▶ Apply what you read
1) From the article criticizing the documentary What The Health, copy out word for word the stretch from "Eggs and Heart" through "double the risk.".
2) Name every film mentioned by title in the article criticizing the documentary What The Health.
3) Continue the article criticizing the documentary What The Health after its last sentence.

▶ Page extract
Content starts
The movie, directed by Kip Andersen and Keegan Kuhn—who have shot similar alarmist films such as Cowspiracy and Turlock—alleges that eating eggs is as bad as smoking cigarettes, consuming animal products raises the risk of diabetes (while sugar is innocent), and meat causes cancer. They charge the factory farming of animals with polluting the environment, and going veggie, they say, is the only real solution for both human diseases and the ills of the planet.
As you’d expect, the film has aroused multiple angry responses on the Web from meat-eaters and scientists alike. But it’s also won probably just as many new converts to the vegan lifestyle.
In August, R&B star Ne-Yo, a lifelong meat-eater, announced on Facebook that he “ain’t messing with meat no more” after having seen the film. He even bid a special goodbye to dairy: “I just want to say to all the cheese of the world, I am so desperately going to miss you,” he said. “You were a good, good friend of mine, but you’re trying to kill me.”
While the world waits anxiously to see if Ne-Yo and cheese will reconcile, we thought we should dig into the documentary that’s attempting to slaughter so many sacred nutrition cows (while trying to save some real ones).
For the record, we fully agree that the mass production of animal products is generally unethical. Whenever possible, both for health and humane reasons, we recommend sourcing minimally processed meat and dairy from providers that carry high animal-welfare standards. There are also legitimate environmental concerns (however, there are potential solutions that can mitigate the damage). If someone wants to go vegan out of love for animals or the planet—or for any other salient purpose—we understand completely. But many of the warnings doled out in this movie are flat out wrong, and further muddy the waters for people seeking clear advice on what to eat to be healthy.
We’ll break down some of the movie’s most irresponsible claims for you, one by one.
Eggs and Heart Disease
They say: Eating one egg is the equivalent of smoking five cigarettes in its effect on your life expectancy.
Onnit says: This outrageous comparison is supposedly based on two studies. The first was a 2010 trial in the American Journal of Epidemiology that examined the effect of lifestyle and dietary factors on mortality in middle aged women. Those who ate cholesterol-containing foods were found to be at a very minor increased risk for developing cardiovascular disease. At the same time, those who smoked were, unsurprisingly, at almost double the risk.
How did the “experts” in What The Health look at these results and arrive at the idea that one egg is as damaging as five cigarettes? We have no idea. They examined the amount of cholesterol in an egg yolk and determined that the effect on the arteries would be the same as smoking a quarter-pack, but the researchers in the study itself never made this connection. And looking at how cholesterol and cigarette smoke affect the body, it’s clear that the comparison is insane.
Smoking inflames the arteries, immediately prompting the body to lay down plaque in response. This is an undeniable cause of heart disease. As for eggs? It isn’t even clear if dietary cholesterol impacts the cardiovascular system at all! The second study cited was so flawed it prompted scientists from four different universities to come together and write a letter to the journal editor entitled “Putting Eggs and Cigarettes in the Same Basket; Are You Yolking?” The criticism points out that, as people age, plaque accumulates in their arteries regardless of what they’re eating. The average age of the study group that ate the most eggs was 70, so while they were at the most risk for cardiovascular disease, it’s not clear whether it was due to their egg yolk consumption or their advanced age. This is called a “confounding variable,” since it makes the findings confusing.
Content ends
▶ Dataset entries
Content starts
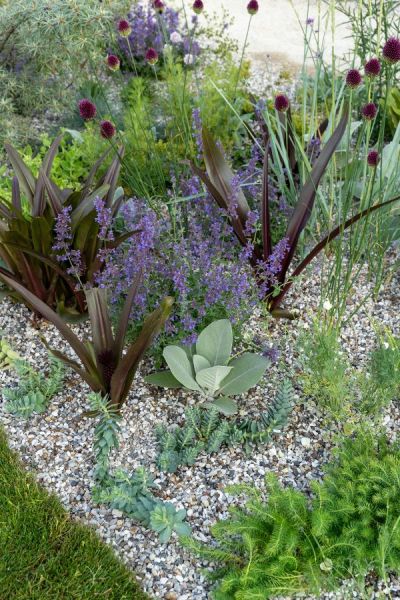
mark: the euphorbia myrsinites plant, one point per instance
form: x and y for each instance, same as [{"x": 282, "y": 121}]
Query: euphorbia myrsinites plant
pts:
[
  {"x": 271, "y": 265},
  {"x": 103, "y": 365}
]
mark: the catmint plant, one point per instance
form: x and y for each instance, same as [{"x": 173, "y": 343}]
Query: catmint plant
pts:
[{"x": 208, "y": 368}]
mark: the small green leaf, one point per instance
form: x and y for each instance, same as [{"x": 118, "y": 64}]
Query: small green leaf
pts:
[
  {"x": 210, "y": 379},
  {"x": 180, "y": 366},
  {"x": 215, "y": 342},
  {"x": 163, "y": 379},
  {"x": 225, "y": 405}
]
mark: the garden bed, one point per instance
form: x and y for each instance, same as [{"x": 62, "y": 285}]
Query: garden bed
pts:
[{"x": 57, "y": 445}]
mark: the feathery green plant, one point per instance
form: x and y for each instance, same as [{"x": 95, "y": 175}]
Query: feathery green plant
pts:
[
  {"x": 289, "y": 544},
  {"x": 35, "y": 389},
  {"x": 205, "y": 430},
  {"x": 129, "y": 493}
]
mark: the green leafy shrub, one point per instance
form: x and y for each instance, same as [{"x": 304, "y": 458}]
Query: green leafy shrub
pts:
[
  {"x": 208, "y": 368},
  {"x": 290, "y": 544},
  {"x": 34, "y": 390},
  {"x": 130, "y": 494},
  {"x": 205, "y": 430}
]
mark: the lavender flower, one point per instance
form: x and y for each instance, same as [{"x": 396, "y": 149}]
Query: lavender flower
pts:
[
  {"x": 373, "y": 158},
  {"x": 281, "y": 103},
  {"x": 87, "y": 109},
  {"x": 151, "y": 56},
  {"x": 252, "y": 7},
  {"x": 353, "y": 78},
  {"x": 113, "y": 62},
  {"x": 107, "y": 130},
  {"x": 372, "y": 67},
  {"x": 369, "y": 111}
]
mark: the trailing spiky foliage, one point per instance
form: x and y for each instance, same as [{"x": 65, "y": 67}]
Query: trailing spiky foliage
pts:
[
  {"x": 129, "y": 493},
  {"x": 289, "y": 544},
  {"x": 34, "y": 390},
  {"x": 206, "y": 430}
]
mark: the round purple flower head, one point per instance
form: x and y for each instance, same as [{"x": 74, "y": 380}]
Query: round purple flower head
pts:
[
  {"x": 107, "y": 130},
  {"x": 281, "y": 103},
  {"x": 353, "y": 78},
  {"x": 113, "y": 62},
  {"x": 252, "y": 7},
  {"x": 373, "y": 158},
  {"x": 391, "y": 50},
  {"x": 159, "y": 6},
  {"x": 198, "y": 6},
  {"x": 87, "y": 109},
  {"x": 372, "y": 68},
  {"x": 124, "y": 28},
  {"x": 369, "y": 111},
  {"x": 151, "y": 56}
]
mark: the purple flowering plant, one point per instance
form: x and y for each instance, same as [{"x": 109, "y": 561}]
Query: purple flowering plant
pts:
[
  {"x": 57, "y": 243},
  {"x": 271, "y": 263}
]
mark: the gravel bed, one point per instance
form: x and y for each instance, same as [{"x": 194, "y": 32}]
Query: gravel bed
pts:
[{"x": 57, "y": 445}]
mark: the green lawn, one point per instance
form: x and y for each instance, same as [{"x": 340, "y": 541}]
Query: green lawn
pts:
[{"x": 46, "y": 556}]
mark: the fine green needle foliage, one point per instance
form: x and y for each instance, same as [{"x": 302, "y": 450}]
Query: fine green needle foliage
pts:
[
  {"x": 35, "y": 389},
  {"x": 207, "y": 367},
  {"x": 130, "y": 493},
  {"x": 289, "y": 544},
  {"x": 44, "y": 554},
  {"x": 205, "y": 430}
]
Content ends
▶ Answers per task
1)
Eggs and Heart Disease
They say: Eating one egg is the equivalent of smoking five cigarettes in its effect on your life expectancy.
Onnit says: This outrageous comparison is supposedly based on two studies. The first was a 2010 trial in the American Journal of Epidemiology that examined the effect of lifestyle and dietary factors on mortality in middle aged women. Those who ate cholesterol-containing foods were found to be at a very minor increased risk for developing cardiovascular disease. At the same time, those who smoked were, unsurprisingly, at almost double the risk.

2)
What The Health
Cowspiracy
Turlock

3)
But for the last word on smoking and cholesterol, we turn to a 2009 study in Risk Analysis that examined five changeable risk factors for cardiovascular disease: smoking, egg yolk consumption, exercise, BMI, and diet. Smoking, of course, accounted for the highest increased risk at 71.6% for women and 59.6% for men. And eating one egg per day? A barely-there 0.247% risk for women and just under one percent for men.
Not only are eggs not in the same ballpark (or galaxy) as smoking, they’ve been shown to be harmless many times over. The International Journal of Cardiology found that eating two eggs daily for six weeks had no effect on total and LDL cholesterol. In 2013, a meta-analysis in the British Medical Journal determined no significant association between egg consumption and risk of cardiovascular disease and stroke.
And then there’s this: eggs may actually help lower your risk for heart disease, according to a Japanese study published in the International Journal of Epidemiology. It surveyed 40,000 people over 16 years, showing that eggs decreased the risk of death by stroke. Incidentally, so did other foods the researchers tested, such as fish and dairy. Meanwhile, beef, pork, chicken, ham, sausage, and milk had NO association with stroke death. What the f***, What The Health?
Meat, Carbs, and Diabetes
They say: Diabetes is “never” caused by eating carbs. In fact, overeating carbs “cannot” make you fat. The sugar in baked goods like cookies “lures you in,” but it’s the fat in these foods that does the damage. It’s a meat-based diet that creates insulin resistance.
Onnit says: Did we all just enter the upside down world from Stranger Things? This is lunacy. Eating sugar can make you fatter, and overeating sugar is strongly associated with diabetes.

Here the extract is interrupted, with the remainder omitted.